WHAT TO WORK ON. Will you transcribe the entries that follow, exactly and in full?
--------
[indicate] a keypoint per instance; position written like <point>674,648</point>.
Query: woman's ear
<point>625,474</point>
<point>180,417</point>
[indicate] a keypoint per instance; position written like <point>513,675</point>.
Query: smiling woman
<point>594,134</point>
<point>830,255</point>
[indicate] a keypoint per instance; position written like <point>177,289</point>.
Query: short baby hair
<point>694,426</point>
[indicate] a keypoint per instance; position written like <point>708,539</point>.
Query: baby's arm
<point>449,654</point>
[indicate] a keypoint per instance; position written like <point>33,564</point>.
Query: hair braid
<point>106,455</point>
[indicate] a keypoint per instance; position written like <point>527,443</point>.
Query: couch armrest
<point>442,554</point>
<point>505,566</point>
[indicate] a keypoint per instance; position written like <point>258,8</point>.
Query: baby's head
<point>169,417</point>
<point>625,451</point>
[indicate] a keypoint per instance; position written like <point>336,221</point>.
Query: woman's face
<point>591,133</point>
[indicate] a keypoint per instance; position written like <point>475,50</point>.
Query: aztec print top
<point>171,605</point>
--------
THE SOLUTION.
[indicate] a keypoint per instance; position written like <point>674,648</point>.
Query: woman's ear
<point>625,474</point>
<point>180,417</point>
[indicate] a keypoint per instance; position written like <point>513,675</point>.
Query: smiling woman
<point>594,134</point>
<point>830,255</point>
[indicate] a keypoint per instance; position written like <point>177,289</point>.
Query: short baby hair
<point>694,426</point>
[indicate] a keypoint per instance; position written like <point>708,539</point>.
Query: baby's arm
<point>449,654</point>
[indicate] a keypoint per instance; position written like <point>33,564</point>.
Query: hair braid
<point>106,455</point>
[indicate] a keypoint per instance; position written like <point>527,443</point>.
Query: couch armrest
<point>442,554</point>
<point>505,566</point>
[indicate] a keypoint per instance; position written like <point>258,8</point>.
Query: baby's head
<point>169,417</point>
<point>625,451</point>
[indicate] a keypoint per instance; position written like <point>336,221</point>.
Query: woman's face
<point>591,133</point>
[indicate] a keypoint per instance; position written like <point>475,50</point>.
Query: aztec print top
<point>171,605</point>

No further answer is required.